Could you restate the entries below word for word?

Referring expression grounding data
# # # # # # #
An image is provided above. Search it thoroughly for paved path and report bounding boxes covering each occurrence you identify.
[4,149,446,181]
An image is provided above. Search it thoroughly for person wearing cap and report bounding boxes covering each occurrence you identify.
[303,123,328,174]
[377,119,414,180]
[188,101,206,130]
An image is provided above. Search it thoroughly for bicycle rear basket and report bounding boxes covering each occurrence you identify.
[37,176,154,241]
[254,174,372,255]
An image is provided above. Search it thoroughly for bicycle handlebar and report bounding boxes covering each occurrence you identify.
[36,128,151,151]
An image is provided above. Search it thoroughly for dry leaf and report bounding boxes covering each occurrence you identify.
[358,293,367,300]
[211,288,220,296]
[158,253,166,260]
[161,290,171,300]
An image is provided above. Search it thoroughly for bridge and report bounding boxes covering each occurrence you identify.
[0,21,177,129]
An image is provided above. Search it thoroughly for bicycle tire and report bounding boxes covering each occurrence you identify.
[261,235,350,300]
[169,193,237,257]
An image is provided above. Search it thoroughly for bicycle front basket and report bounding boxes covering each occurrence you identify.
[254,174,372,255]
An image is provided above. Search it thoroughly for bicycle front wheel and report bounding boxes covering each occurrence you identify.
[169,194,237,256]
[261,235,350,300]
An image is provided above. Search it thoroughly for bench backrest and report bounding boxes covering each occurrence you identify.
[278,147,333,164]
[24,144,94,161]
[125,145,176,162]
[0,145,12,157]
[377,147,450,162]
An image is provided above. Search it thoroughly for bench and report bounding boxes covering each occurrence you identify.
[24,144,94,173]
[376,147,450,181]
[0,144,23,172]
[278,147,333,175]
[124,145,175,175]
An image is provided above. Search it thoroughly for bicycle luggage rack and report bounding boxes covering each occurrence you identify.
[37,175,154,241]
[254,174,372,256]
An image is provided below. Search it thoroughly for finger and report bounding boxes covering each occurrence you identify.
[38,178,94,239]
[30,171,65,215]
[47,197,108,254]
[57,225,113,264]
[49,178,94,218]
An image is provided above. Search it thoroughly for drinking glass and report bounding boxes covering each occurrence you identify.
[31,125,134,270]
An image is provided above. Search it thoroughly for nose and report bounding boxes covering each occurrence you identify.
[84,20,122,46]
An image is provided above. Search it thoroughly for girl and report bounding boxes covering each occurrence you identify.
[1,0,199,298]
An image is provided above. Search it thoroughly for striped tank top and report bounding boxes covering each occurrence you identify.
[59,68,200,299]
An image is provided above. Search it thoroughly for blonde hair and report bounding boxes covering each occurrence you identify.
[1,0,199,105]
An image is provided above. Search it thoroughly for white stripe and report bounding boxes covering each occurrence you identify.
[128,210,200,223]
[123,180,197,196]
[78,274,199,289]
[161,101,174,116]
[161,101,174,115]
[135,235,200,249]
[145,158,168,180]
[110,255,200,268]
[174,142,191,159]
# # # # # # #
TASK RESULT:
An image is provided above. Search it thoroughly for paved path and report bounding boxes covering each occurrence you identify.
[4,149,446,181]
An image is provided above. Search it thoroughly for person wearing cap and report bounding boxes covering each occurrence you identify.
[303,123,328,174]
[377,119,414,180]
[188,101,206,130]
An image is provided above. Search it thoroughly for bicycle rear basket and report bounding boxes covering each occurrence you identify.
[37,176,154,241]
[254,174,372,255]
An image is provided above. Search it thoroughly for bicycle handlebar and report bounding boxes covering each occurrence you identify.
[36,128,151,151]
An image is provided above. Search it thoroughly for dry leaf and report bounding boxes covering each occurrence you identify.
[358,293,367,300]
[211,288,220,296]
[158,253,166,260]
[161,290,171,300]
An image is provided above. Search it thoroughly for bridge and report bounding boxes covering each occurrence you identify.
[0,21,177,129]
An image is provided above. Search it thoroughly for bicycle tire and report bounding boxes covering each occurrence you identify.
[261,235,350,300]
[169,193,237,257]
An image is provided above. Search it thoroughly for bicycle front basket and report bounding boxes covering each occurrence you identify.
[254,174,372,255]
An image is provided above. Search it thoroughly for bicycle front wheel and report bounding boxes covering each occurrence you identify.
[169,194,237,256]
[261,235,350,300]
An image is provided above. Search it thoroughly for bench backrest and report bounding boxes covering each occurrence you identify.
[278,147,333,164]
[24,144,94,161]
[125,145,176,162]
[0,145,12,157]
[377,147,450,162]
An image is provided above. Search it thoroughly for bench and report bounding boxes covering each occurrence you identify.
[24,144,94,173]
[376,147,450,181]
[0,144,23,172]
[278,147,333,175]
[124,145,175,175]
An image is provided above. Search it thoroughly for bicycle luggage rack and report bounding boxes covering each occurrence you identify.
[37,175,154,241]
[254,174,372,256]
An image is provided below. Search it thoroughly for finger and report bounding boxes covering each occurrence you identify.
[38,178,94,239]
[30,171,65,215]
[47,197,108,254]
[57,225,113,264]
[49,178,94,218]
An image is provided above. Search it thoroughly for drinking glass and report bounding boxes covering each occurrence you identify.
[31,125,134,270]
An image is provided above. Search it thoroughly for nose and report bounding boxes covering each occurrence you identify.
[84,20,122,46]
An image is provided above. Search it thoroughly for girl and report bounding boxes covering each occurrence you identify.
[1,0,199,298]
An image is provided above. Search it thoroughly for striped tank top and report bounding boxes covering each occurrence you identify.
[59,68,200,299]
An image is provided above. Search it thoroughly for blonde hair and report bounding boxes covering each occurrence you identify.
[1,0,199,105]
An image is provided above. Search it thoroughly for white stripe and report bounding boxes covering each occurrence you identify.
[128,210,200,223]
[123,180,197,196]
[78,274,199,289]
[161,101,174,116]
[161,101,174,115]
[135,235,200,249]
[145,158,168,180]
[110,255,200,268]
[174,142,191,159]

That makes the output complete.